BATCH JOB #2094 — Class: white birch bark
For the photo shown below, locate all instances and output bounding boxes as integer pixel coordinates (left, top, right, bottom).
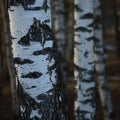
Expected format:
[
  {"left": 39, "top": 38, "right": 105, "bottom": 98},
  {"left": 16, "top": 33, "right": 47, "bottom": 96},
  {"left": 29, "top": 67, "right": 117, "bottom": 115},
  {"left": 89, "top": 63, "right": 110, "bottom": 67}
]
[
  {"left": 94, "top": 0, "right": 113, "bottom": 120},
  {"left": 74, "top": 0, "right": 96, "bottom": 120},
  {"left": 9, "top": 0, "right": 57, "bottom": 120}
]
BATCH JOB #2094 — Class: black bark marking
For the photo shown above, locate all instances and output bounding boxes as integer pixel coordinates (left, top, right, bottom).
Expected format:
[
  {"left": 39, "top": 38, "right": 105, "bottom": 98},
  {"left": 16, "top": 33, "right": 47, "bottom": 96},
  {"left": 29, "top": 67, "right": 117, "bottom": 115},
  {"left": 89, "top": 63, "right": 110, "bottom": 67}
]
[
  {"left": 84, "top": 50, "right": 89, "bottom": 57},
  {"left": 18, "top": 17, "right": 53, "bottom": 46},
  {"left": 48, "top": 63, "right": 57, "bottom": 70},
  {"left": 88, "top": 61, "right": 95, "bottom": 65},
  {"left": 14, "top": 57, "right": 34, "bottom": 65},
  {"left": 80, "top": 13, "right": 94, "bottom": 19},
  {"left": 33, "top": 47, "right": 52, "bottom": 56},
  {"left": 18, "top": 34, "right": 30, "bottom": 46},
  {"left": 22, "top": 71, "right": 42, "bottom": 78},
  {"left": 74, "top": 42, "right": 82, "bottom": 45},
  {"left": 26, "top": 86, "right": 36, "bottom": 89},
  {"left": 86, "top": 36, "right": 95, "bottom": 41},
  {"left": 88, "top": 22, "right": 95, "bottom": 28},
  {"left": 36, "top": 94, "right": 47, "bottom": 100},
  {"left": 74, "top": 5, "right": 83, "bottom": 12},
  {"left": 75, "top": 27, "right": 92, "bottom": 33}
]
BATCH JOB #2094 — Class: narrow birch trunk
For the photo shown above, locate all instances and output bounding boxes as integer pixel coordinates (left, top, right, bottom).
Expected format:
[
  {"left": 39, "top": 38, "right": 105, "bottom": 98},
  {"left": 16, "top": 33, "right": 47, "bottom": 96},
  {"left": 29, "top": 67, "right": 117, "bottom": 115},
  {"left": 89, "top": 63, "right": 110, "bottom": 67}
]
[
  {"left": 74, "top": 0, "right": 96, "bottom": 120},
  {"left": 9, "top": 0, "right": 60, "bottom": 120},
  {"left": 52, "top": 0, "right": 74, "bottom": 120},
  {"left": 94, "top": 0, "right": 113, "bottom": 120}
]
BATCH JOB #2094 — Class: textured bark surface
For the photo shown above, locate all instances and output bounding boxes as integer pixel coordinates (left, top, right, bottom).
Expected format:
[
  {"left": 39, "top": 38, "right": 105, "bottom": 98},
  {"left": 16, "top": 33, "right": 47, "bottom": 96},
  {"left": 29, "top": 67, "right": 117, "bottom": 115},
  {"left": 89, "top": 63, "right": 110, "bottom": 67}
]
[
  {"left": 52, "top": 0, "right": 74, "bottom": 120},
  {"left": 9, "top": 0, "right": 59, "bottom": 120},
  {"left": 74, "top": 0, "right": 96, "bottom": 120},
  {"left": 94, "top": 0, "right": 113, "bottom": 120}
]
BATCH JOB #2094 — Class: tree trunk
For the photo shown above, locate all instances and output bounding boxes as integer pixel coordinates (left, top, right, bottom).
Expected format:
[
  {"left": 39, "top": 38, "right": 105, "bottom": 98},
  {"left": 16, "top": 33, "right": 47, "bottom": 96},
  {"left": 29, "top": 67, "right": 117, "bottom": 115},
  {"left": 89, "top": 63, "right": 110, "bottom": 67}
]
[
  {"left": 9, "top": 0, "right": 59, "bottom": 120},
  {"left": 94, "top": 0, "right": 113, "bottom": 120},
  {"left": 74, "top": 0, "right": 96, "bottom": 120}
]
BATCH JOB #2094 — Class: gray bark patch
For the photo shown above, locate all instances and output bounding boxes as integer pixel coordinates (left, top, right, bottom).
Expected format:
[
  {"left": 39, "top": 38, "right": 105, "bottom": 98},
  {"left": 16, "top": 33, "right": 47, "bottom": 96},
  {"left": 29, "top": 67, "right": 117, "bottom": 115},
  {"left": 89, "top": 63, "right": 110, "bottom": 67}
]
[
  {"left": 33, "top": 47, "right": 52, "bottom": 56},
  {"left": 22, "top": 71, "right": 42, "bottom": 78},
  {"left": 14, "top": 57, "right": 34, "bottom": 65}
]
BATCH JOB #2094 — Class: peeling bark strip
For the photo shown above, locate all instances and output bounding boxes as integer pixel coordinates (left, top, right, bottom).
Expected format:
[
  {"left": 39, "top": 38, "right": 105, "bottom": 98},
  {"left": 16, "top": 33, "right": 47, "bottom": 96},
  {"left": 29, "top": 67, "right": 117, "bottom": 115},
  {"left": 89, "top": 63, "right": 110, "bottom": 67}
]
[
  {"left": 9, "top": 0, "right": 59, "bottom": 120},
  {"left": 52, "top": 0, "right": 74, "bottom": 120},
  {"left": 74, "top": 0, "right": 96, "bottom": 120},
  {"left": 94, "top": 0, "right": 114, "bottom": 120}
]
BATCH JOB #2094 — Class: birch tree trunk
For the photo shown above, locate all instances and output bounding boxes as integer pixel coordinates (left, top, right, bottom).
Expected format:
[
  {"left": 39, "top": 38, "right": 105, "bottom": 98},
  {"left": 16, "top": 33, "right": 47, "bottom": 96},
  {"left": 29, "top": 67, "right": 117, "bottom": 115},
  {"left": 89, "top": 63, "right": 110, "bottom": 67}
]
[
  {"left": 9, "top": 0, "right": 59, "bottom": 120},
  {"left": 74, "top": 0, "right": 96, "bottom": 120},
  {"left": 52, "top": 0, "right": 74, "bottom": 120},
  {"left": 94, "top": 0, "right": 113, "bottom": 120}
]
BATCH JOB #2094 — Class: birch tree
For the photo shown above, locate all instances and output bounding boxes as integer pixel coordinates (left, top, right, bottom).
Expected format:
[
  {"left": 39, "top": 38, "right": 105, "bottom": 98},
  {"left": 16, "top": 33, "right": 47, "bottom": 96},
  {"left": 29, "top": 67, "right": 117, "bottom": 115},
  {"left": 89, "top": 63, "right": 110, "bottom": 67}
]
[
  {"left": 52, "top": 0, "right": 74, "bottom": 120},
  {"left": 8, "top": 0, "right": 59, "bottom": 120},
  {"left": 74, "top": 0, "right": 96, "bottom": 120},
  {"left": 94, "top": 0, "right": 113, "bottom": 120}
]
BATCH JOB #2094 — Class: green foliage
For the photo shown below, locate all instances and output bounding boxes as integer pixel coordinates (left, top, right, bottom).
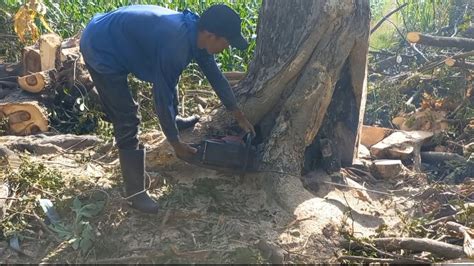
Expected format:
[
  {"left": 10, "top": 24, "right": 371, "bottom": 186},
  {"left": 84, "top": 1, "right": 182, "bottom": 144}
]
[
  {"left": 364, "top": 79, "right": 406, "bottom": 128},
  {"left": 397, "top": 0, "right": 453, "bottom": 32},
  {"left": 0, "top": 159, "right": 64, "bottom": 239},
  {"left": 50, "top": 197, "right": 105, "bottom": 254},
  {"left": 0, "top": 0, "right": 261, "bottom": 71}
]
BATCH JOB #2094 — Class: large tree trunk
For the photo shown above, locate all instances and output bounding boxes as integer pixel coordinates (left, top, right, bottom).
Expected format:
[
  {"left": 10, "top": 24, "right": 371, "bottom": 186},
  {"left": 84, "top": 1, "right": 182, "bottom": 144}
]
[{"left": 149, "top": 0, "right": 370, "bottom": 210}]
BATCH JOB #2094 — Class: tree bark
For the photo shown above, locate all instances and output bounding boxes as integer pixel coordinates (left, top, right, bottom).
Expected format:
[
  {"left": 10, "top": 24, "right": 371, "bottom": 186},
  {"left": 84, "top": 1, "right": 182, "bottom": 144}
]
[
  {"left": 149, "top": 0, "right": 370, "bottom": 212},
  {"left": 0, "top": 90, "right": 48, "bottom": 136},
  {"left": 18, "top": 69, "right": 57, "bottom": 93}
]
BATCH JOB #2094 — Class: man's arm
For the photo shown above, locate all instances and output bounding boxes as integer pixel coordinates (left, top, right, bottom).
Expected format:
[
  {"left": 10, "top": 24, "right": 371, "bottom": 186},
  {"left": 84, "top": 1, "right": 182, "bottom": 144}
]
[
  {"left": 196, "top": 53, "right": 255, "bottom": 136},
  {"left": 196, "top": 54, "right": 239, "bottom": 111}
]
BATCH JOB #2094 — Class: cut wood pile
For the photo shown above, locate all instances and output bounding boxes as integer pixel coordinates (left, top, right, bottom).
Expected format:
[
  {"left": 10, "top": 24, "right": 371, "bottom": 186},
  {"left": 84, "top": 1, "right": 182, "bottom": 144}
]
[
  {"left": 339, "top": 20, "right": 474, "bottom": 263},
  {"left": 0, "top": 33, "right": 93, "bottom": 135}
]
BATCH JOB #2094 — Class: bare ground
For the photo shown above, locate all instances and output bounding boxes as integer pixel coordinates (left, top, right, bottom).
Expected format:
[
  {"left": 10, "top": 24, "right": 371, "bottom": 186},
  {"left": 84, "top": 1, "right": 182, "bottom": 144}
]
[{"left": 0, "top": 132, "right": 444, "bottom": 263}]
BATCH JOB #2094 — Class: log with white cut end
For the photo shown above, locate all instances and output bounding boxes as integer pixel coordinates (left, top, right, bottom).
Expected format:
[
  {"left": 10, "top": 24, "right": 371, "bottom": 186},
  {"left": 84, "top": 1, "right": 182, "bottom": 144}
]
[
  {"left": 39, "top": 33, "right": 62, "bottom": 71},
  {"left": 21, "top": 46, "right": 41, "bottom": 75},
  {"left": 372, "top": 160, "right": 408, "bottom": 179},
  {"left": 444, "top": 58, "right": 474, "bottom": 70},
  {"left": 22, "top": 33, "right": 62, "bottom": 75},
  {"left": 370, "top": 131, "right": 433, "bottom": 159},
  {"left": 0, "top": 90, "right": 48, "bottom": 136},
  {"left": 18, "top": 69, "right": 56, "bottom": 93},
  {"left": 360, "top": 125, "right": 393, "bottom": 148},
  {"left": 407, "top": 32, "right": 474, "bottom": 51}
]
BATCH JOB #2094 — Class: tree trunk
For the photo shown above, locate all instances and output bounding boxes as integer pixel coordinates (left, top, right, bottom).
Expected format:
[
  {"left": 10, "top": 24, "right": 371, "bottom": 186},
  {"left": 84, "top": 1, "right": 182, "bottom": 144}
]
[
  {"left": 0, "top": 90, "right": 48, "bottom": 136},
  {"left": 148, "top": 0, "right": 370, "bottom": 212}
]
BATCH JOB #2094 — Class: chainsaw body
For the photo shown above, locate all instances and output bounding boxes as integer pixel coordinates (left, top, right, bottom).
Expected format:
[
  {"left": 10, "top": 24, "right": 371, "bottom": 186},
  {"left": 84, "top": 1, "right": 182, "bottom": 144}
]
[{"left": 180, "top": 134, "right": 257, "bottom": 173}]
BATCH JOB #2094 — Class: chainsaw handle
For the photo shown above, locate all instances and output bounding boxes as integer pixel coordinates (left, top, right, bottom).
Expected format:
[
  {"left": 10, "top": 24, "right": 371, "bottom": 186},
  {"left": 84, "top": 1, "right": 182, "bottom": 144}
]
[{"left": 242, "top": 132, "right": 253, "bottom": 174}]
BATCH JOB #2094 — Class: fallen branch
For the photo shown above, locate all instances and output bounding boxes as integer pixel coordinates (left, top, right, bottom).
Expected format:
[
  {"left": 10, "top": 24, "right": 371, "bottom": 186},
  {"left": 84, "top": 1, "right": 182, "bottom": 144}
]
[
  {"left": 370, "top": 3, "right": 408, "bottom": 34},
  {"left": 420, "top": 151, "right": 466, "bottom": 163},
  {"left": 90, "top": 253, "right": 166, "bottom": 264},
  {"left": 407, "top": 32, "right": 474, "bottom": 51},
  {"left": 373, "top": 237, "right": 465, "bottom": 259},
  {"left": 444, "top": 58, "right": 474, "bottom": 70},
  {"left": 337, "top": 256, "right": 420, "bottom": 263}
]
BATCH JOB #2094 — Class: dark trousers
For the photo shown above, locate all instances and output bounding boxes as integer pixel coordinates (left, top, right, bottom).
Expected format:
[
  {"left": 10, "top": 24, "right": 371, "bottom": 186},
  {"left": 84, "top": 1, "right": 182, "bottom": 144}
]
[{"left": 87, "top": 65, "right": 140, "bottom": 150}]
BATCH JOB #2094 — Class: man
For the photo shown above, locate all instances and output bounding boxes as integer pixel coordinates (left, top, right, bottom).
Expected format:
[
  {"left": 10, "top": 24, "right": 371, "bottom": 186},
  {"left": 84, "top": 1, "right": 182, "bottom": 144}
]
[{"left": 80, "top": 5, "right": 255, "bottom": 213}]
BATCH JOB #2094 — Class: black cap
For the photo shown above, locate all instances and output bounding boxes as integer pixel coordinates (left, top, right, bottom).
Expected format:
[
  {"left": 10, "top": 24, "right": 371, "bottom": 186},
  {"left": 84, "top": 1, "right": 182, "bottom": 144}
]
[{"left": 199, "top": 4, "right": 249, "bottom": 50}]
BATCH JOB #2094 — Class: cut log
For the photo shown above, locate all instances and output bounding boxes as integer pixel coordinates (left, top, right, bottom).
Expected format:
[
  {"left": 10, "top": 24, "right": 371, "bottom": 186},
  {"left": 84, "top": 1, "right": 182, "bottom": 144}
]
[
  {"left": 0, "top": 182, "right": 10, "bottom": 219},
  {"left": 18, "top": 69, "right": 57, "bottom": 93},
  {"left": 0, "top": 63, "right": 23, "bottom": 78},
  {"left": 372, "top": 160, "right": 408, "bottom": 179},
  {"left": 0, "top": 145, "right": 21, "bottom": 169},
  {"left": 39, "top": 33, "right": 62, "bottom": 71},
  {"left": 370, "top": 131, "right": 433, "bottom": 159},
  {"left": 0, "top": 90, "right": 48, "bottom": 136},
  {"left": 342, "top": 237, "right": 466, "bottom": 259},
  {"left": 0, "top": 134, "right": 103, "bottom": 155},
  {"left": 22, "top": 46, "right": 41, "bottom": 75},
  {"left": 360, "top": 125, "right": 394, "bottom": 148},
  {"left": 421, "top": 151, "right": 466, "bottom": 164},
  {"left": 224, "top": 71, "right": 245, "bottom": 80},
  {"left": 357, "top": 144, "right": 371, "bottom": 159},
  {"left": 407, "top": 32, "right": 474, "bottom": 51},
  {"left": 444, "top": 58, "right": 474, "bottom": 70}
]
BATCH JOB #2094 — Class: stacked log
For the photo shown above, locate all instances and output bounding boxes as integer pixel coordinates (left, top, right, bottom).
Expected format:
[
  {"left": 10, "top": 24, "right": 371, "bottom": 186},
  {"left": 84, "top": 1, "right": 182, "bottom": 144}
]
[{"left": 0, "top": 33, "right": 93, "bottom": 135}]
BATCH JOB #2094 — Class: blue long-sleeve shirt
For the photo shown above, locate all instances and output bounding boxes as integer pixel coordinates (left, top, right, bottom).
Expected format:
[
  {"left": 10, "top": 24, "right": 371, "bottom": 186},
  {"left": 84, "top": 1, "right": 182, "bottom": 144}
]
[{"left": 80, "top": 5, "right": 241, "bottom": 141}]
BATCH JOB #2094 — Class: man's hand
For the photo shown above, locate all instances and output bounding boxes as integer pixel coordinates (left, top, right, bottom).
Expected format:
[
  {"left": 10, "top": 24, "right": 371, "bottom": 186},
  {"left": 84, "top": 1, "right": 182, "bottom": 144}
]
[
  {"left": 232, "top": 110, "right": 255, "bottom": 136},
  {"left": 170, "top": 140, "right": 197, "bottom": 158}
]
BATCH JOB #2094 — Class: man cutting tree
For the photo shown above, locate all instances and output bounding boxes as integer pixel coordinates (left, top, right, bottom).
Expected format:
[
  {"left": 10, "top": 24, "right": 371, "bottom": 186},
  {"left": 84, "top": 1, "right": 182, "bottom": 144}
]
[{"left": 80, "top": 5, "right": 255, "bottom": 213}]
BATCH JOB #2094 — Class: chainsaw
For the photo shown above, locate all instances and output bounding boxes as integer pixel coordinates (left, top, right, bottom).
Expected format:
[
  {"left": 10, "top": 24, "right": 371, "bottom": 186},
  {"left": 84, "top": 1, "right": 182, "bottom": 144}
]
[{"left": 179, "top": 133, "right": 258, "bottom": 174}]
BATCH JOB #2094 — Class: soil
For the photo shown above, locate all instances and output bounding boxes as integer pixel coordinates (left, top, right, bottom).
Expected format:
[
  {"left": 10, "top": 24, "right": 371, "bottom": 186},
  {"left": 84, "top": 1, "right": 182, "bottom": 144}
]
[{"left": 0, "top": 132, "right": 436, "bottom": 263}]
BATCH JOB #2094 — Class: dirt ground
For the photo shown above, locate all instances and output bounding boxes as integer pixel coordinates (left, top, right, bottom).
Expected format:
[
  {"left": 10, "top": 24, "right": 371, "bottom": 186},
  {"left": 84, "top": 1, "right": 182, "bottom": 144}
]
[{"left": 0, "top": 133, "right": 438, "bottom": 263}]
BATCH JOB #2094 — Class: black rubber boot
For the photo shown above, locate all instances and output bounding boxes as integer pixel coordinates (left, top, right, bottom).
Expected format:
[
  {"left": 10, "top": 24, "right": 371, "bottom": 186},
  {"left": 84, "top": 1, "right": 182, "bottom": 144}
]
[
  {"left": 119, "top": 149, "right": 158, "bottom": 213},
  {"left": 176, "top": 115, "right": 201, "bottom": 130}
]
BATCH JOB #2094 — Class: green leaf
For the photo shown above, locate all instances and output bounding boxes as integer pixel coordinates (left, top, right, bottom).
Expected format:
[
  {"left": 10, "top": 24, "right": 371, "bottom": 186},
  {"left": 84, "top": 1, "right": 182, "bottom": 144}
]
[
  {"left": 79, "top": 203, "right": 102, "bottom": 218},
  {"left": 79, "top": 238, "right": 92, "bottom": 253},
  {"left": 69, "top": 238, "right": 81, "bottom": 250},
  {"left": 72, "top": 197, "right": 82, "bottom": 213}
]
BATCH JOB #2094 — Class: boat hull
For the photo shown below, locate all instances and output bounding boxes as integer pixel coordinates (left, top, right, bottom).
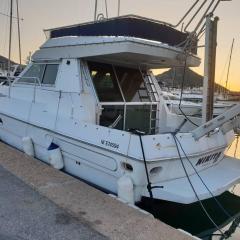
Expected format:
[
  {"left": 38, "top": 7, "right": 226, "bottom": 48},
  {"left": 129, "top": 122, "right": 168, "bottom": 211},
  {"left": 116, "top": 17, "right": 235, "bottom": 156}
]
[{"left": 0, "top": 114, "right": 240, "bottom": 204}]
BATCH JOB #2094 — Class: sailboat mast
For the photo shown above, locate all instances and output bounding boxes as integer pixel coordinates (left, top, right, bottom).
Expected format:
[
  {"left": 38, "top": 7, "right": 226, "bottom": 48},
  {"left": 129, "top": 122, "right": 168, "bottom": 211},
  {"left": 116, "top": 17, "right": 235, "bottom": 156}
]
[
  {"left": 225, "top": 38, "right": 235, "bottom": 91},
  {"left": 8, "top": 0, "right": 13, "bottom": 76},
  {"left": 16, "top": 0, "right": 22, "bottom": 65},
  {"left": 118, "top": 0, "right": 121, "bottom": 17},
  {"left": 94, "top": 0, "right": 98, "bottom": 21}
]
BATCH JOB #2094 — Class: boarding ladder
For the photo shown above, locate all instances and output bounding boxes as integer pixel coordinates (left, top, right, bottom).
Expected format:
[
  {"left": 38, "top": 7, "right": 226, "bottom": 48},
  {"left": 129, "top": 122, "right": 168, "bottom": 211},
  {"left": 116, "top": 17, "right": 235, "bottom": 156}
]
[{"left": 138, "top": 68, "right": 159, "bottom": 134}]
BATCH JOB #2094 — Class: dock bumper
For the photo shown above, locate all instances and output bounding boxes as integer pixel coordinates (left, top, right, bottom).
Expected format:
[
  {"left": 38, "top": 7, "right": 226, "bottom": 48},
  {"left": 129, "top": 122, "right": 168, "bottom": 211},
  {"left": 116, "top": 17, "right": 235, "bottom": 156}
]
[{"left": 143, "top": 156, "right": 240, "bottom": 204}]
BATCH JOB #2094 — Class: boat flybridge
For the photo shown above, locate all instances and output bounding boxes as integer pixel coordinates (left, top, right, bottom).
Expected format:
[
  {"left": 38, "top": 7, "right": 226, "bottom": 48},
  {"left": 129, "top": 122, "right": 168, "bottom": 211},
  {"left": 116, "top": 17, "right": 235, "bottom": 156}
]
[{"left": 0, "top": 16, "right": 240, "bottom": 204}]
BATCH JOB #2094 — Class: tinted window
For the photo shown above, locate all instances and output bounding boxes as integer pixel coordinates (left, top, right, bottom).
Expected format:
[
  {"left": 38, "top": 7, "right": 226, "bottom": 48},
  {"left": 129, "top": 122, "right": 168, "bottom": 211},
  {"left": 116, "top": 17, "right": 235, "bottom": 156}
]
[
  {"left": 18, "top": 64, "right": 45, "bottom": 83},
  {"left": 115, "top": 67, "right": 150, "bottom": 102},
  {"left": 42, "top": 64, "right": 58, "bottom": 85},
  {"left": 88, "top": 62, "right": 123, "bottom": 102}
]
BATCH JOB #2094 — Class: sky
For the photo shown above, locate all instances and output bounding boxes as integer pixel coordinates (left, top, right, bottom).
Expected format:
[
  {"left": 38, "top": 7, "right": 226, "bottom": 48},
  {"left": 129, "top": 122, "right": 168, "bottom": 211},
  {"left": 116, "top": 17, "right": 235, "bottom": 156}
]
[{"left": 0, "top": 0, "right": 240, "bottom": 91}]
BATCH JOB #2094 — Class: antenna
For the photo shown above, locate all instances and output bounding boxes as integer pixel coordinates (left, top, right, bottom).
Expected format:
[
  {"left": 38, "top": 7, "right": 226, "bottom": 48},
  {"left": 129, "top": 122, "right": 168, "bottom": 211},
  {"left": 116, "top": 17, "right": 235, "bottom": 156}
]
[
  {"left": 225, "top": 38, "right": 235, "bottom": 91},
  {"left": 8, "top": 0, "right": 13, "bottom": 77},
  {"left": 16, "top": 0, "right": 22, "bottom": 65},
  {"left": 94, "top": 0, "right": 108, "bottom": 21},
  {"left": 118, "top": 0, "right": 121, "bottom": 17}
]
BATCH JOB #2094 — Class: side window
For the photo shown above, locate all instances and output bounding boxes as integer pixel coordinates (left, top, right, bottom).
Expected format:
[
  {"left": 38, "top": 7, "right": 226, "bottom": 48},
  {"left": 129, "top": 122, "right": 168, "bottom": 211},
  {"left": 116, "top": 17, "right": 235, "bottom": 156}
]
[
  {"left": 17, "top": 64, "right": 45, "bottom": 84},
  {"left": 88, "top": 62, "right": 123, "bottom": 102},
  {"left": 42, "top": 64, "right": 59, "bottom": 85}
]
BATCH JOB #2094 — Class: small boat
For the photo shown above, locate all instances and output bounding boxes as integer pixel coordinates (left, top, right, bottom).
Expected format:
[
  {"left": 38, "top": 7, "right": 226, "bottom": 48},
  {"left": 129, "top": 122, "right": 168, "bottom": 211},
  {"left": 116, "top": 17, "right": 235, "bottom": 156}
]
[{"left": 0, "top": 15, "right": 240, "bottom": 204}]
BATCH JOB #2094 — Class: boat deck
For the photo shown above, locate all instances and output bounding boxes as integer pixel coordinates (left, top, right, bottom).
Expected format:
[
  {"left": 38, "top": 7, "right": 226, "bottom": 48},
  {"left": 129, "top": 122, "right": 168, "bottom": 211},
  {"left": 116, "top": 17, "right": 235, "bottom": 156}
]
[{"left": 0, "top": 143, "right": 197, "bottom": 240}]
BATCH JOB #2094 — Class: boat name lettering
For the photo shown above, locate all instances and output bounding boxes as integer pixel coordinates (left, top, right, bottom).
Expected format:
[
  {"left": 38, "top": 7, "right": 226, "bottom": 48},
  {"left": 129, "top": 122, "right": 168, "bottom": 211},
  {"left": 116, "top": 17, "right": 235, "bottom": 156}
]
[
  {"left": 101, "top": 140, "right": 119, "bottom": 149},
  {"left": 196, "top": 152, "right": 221, "bottom": 166}
]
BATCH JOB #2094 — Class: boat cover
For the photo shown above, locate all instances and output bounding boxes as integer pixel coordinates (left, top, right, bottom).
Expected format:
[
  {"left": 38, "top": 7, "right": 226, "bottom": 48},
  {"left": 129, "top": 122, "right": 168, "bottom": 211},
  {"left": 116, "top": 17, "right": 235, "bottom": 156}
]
[
  {"left": 144, "top": 156, "right": 240, "bottom": 204},
  {"left": 45, "top": 15, "right": 197, "bottom": 54}
]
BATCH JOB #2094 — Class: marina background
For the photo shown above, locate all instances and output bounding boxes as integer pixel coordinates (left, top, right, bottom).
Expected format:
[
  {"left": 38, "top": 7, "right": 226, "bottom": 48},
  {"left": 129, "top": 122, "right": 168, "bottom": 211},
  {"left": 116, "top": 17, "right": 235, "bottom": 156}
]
[{"left": 0, "top": 0, "right": 240, "bottom": 91}]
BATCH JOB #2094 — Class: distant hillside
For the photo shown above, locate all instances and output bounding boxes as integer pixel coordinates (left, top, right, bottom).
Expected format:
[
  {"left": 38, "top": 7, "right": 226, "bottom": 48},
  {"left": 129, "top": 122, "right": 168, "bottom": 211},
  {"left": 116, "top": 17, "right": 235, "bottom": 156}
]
[
  {"left": 0, "top": 55, "right": 17, "bottom": 68},
  {"left": 156, "top": 68, "right": 225, "bottom": 91}
]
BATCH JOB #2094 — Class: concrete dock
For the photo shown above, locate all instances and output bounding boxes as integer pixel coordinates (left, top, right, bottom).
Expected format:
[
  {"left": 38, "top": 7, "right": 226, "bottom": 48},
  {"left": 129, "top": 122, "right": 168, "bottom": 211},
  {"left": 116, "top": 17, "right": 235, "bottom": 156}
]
[{"left": 0, "top": 143, "right": 193, "bottom": 240}]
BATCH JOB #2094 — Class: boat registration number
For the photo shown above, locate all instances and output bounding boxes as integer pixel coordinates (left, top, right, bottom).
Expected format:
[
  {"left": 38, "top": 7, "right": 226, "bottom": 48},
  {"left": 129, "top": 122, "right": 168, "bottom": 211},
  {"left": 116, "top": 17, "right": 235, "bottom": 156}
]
[
  {"left": 101, "top": 140, "right": 119, "bottom": 149},
  {"left": 196, "top": 152, "right": 222, "bottom": 166}
]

SHORT PROBLEM: Starting at the line that contains "BATCH JOB #2094 — Class: boat registration" and ending at the last line above, set out those lines as a numbered list, skipping any blank lines.

THE OUTPUT:
1. BATCH JOB #2094 — Class: boat registration number
2. For the photo shown above, locate all instances and output bounding boxes as integer pixel coordinates (left, top, right, bottom).
3. Expected format:
4. [
5.   {"left": 38, "top": 7, "right": 226, "bottom": 48},
6.   {"left": 129, "top": 122, "right": 168, "bottom": 211},
7.   {"left": 116, "top": 17, "right": 235, "bottom": 156}
8. ]
9. [
10.   {"left": 101, "top": 140, "right": 119, "bottom": 149},
11.   {"left": 196, "top": 152, "right": 222, "bottom": 166}
12. ]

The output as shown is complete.